Что нужно сделать: Перепишите без изменений часть приведенного ниже отрывка о письме, адресованном Пушкину, начиная со слов «Я жил тогда» и далее до слов «с этим делать?» включительно.

Исходный отрывок:
Я жил тогда на Большой Морской, у тетки моей <А. И.> Васильчиковой. В первых числах ноября (1836) она велела однажды утром меня позвать к себе и сказала:
— Представь себе, какая странность! Я получила сегодня пакет на мое имя, распечатала и нашла в нем другое запечатанное письмо, с надписью — Александру Сергеевичу Пушкину. Что мне с этим делать?
Говоря так, она вручила мне письмо, на котором было действительно написано кривым, лакейским почерком: «Александру Сергеичу Пушкину». Мне тотчас же пришло в голову, что в этом письме что-нибудь написано о моей прежней личной истории с Пушкиным, что, следовательно, уничтожить я его не должен, а распечатать не вправе. Затем я отправился к Пушкину и, не подозревая нисколько содержания приносимого мною гнусного пасквиля, передал его Пушкину. Пушкин сидел в своем кабинете. Распечатал конверт и тотчас сказал мне:
— Я уж знаю, что такое; я такое письмо получил сегодня же от Елисаветы Михайловны Хитровой: это мерзость против жены моей. Впрочем, понимаете, что безыменным письмом я обижаться не могу. Если кто-нибудь сзади плюнет на мое платье, так это дело моего камердинера вычистить платье, а не мое. Жена моя — ангел, никакое подозрение коснуться ее не может. Послушайте, что я по сему предмету пишу г-же Хитровой.

Строки:

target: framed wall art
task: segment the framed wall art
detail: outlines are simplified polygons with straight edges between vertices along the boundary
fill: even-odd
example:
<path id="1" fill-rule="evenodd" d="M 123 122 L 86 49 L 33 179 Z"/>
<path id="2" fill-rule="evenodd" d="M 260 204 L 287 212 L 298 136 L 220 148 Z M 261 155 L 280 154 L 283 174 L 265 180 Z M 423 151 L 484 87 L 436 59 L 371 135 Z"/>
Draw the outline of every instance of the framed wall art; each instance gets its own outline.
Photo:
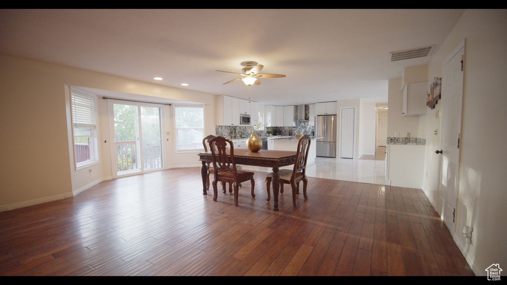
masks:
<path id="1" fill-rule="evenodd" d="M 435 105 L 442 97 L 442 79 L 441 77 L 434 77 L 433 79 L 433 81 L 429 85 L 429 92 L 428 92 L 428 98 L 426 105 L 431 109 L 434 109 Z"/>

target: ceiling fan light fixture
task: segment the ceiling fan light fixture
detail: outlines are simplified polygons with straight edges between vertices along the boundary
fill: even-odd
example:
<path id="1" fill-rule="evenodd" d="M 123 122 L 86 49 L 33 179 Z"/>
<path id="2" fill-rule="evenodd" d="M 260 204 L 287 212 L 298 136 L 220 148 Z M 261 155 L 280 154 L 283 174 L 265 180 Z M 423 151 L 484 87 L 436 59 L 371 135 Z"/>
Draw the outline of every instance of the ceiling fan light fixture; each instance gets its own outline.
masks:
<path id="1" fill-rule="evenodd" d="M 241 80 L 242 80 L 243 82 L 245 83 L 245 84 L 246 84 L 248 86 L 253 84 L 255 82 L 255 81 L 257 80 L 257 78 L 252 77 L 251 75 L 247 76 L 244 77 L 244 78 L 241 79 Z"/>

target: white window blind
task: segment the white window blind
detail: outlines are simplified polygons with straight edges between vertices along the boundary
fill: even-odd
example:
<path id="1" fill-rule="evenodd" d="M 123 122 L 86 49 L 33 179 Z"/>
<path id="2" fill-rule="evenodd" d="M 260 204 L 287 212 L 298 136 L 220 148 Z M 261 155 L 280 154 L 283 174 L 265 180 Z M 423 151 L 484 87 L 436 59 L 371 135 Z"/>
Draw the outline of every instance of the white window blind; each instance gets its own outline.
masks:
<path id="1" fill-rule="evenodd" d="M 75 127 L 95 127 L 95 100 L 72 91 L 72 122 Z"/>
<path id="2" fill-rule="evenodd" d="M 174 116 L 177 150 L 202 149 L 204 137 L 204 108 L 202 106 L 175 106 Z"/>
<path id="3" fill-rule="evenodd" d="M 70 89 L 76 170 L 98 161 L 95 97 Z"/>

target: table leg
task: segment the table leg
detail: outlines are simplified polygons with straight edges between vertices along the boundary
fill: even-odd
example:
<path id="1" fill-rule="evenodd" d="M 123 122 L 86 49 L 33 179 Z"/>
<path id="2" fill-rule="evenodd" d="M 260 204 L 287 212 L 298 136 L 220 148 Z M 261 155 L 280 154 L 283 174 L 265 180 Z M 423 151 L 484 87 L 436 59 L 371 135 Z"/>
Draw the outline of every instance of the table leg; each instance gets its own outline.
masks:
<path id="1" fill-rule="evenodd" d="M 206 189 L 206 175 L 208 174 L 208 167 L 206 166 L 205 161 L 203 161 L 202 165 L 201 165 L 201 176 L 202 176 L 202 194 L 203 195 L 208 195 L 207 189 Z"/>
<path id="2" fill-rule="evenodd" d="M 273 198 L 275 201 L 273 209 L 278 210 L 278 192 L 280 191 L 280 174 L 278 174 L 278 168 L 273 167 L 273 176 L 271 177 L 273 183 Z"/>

* * *

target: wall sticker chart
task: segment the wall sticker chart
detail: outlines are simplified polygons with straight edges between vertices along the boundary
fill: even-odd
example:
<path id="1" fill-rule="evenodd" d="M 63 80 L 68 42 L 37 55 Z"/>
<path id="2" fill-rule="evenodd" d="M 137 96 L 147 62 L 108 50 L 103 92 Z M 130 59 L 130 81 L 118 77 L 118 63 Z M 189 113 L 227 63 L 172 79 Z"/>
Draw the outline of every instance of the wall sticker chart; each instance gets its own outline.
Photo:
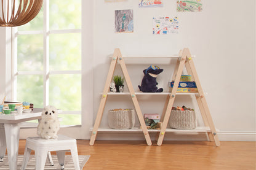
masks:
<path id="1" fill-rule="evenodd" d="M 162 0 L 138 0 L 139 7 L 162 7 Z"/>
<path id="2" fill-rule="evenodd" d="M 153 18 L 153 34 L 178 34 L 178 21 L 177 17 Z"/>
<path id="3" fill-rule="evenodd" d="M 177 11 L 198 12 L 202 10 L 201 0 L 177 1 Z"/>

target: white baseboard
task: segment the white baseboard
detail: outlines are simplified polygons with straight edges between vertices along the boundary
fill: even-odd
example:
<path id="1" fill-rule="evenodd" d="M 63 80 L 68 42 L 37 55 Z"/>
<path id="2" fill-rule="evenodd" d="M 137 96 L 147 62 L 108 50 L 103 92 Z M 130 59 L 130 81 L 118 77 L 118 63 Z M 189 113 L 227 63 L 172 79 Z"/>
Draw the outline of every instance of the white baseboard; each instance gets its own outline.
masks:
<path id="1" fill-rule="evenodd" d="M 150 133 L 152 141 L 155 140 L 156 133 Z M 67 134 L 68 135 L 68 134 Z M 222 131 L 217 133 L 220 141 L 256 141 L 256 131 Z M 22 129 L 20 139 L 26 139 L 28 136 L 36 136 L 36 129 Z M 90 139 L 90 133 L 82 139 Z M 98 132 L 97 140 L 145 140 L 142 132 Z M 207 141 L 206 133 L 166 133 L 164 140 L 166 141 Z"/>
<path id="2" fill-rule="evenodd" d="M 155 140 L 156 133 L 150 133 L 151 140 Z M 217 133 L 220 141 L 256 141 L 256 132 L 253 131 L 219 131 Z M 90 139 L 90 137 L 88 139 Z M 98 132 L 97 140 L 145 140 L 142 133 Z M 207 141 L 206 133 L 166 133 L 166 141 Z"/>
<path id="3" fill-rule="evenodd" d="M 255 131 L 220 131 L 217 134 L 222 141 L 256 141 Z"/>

Выполненное задание:
Я жил тогда на Большой Морской, у тетки моей <А. И.> Васильчиковой. В первых числах ноября (1836) она велела однажды утром меня позвать к себе и сказала:
— Представь себе, какая странность! Я получила сегодня пакет на мое имя, распечатала и нашла в нем другое запечатанное письмо, с надписью — Александру Сергеевичу Пушкину. Что мне с этим делать?